START

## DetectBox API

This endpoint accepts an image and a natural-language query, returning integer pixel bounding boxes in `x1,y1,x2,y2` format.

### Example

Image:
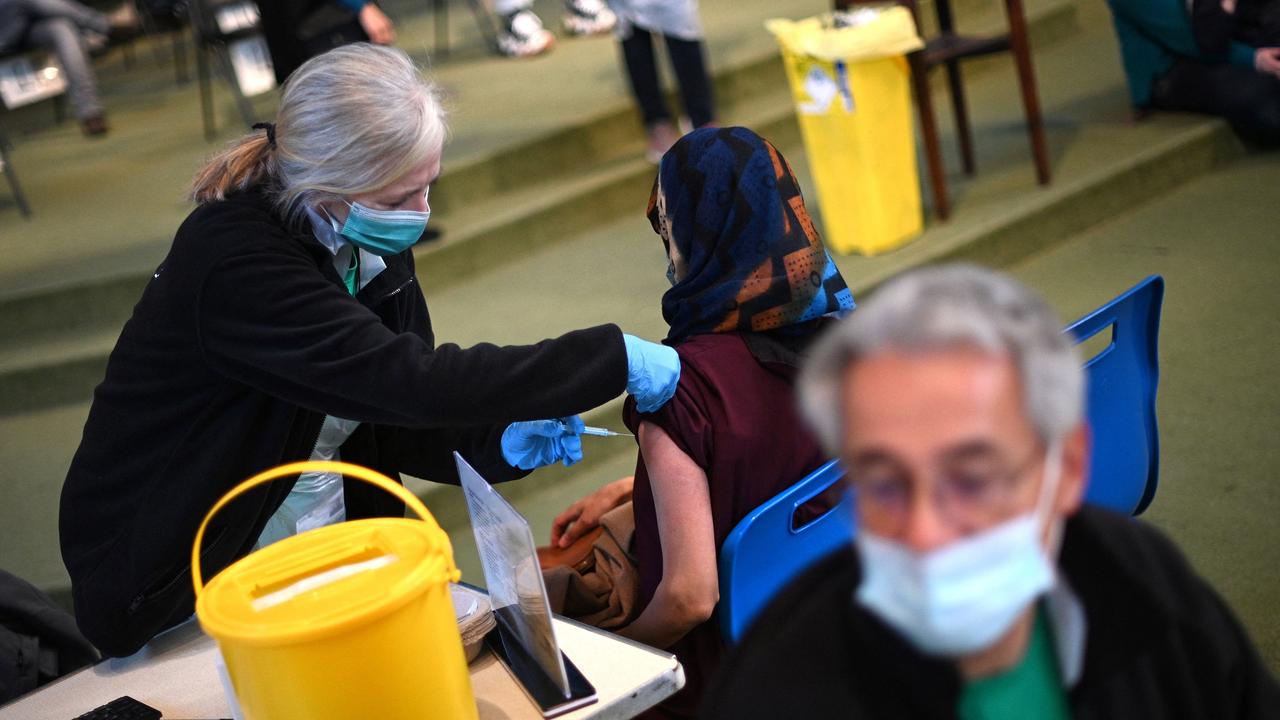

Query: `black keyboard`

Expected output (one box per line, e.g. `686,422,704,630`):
76,696,161,720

END

> **PROBLEM**
Reproduce every line above word for word for all the items, leaving out the pictures.

> **WRITTEN SOLUTION**
## DetectBox API

This endpoint accepts an image and a natural-language query, returning integer pixel bounding boxes in `x1,y1,x2,y2` format.

### Example

Image:

Query: `black keyboard`

Expected output (one box per line, e.g. `686,422,704,630`):
76,696,161,720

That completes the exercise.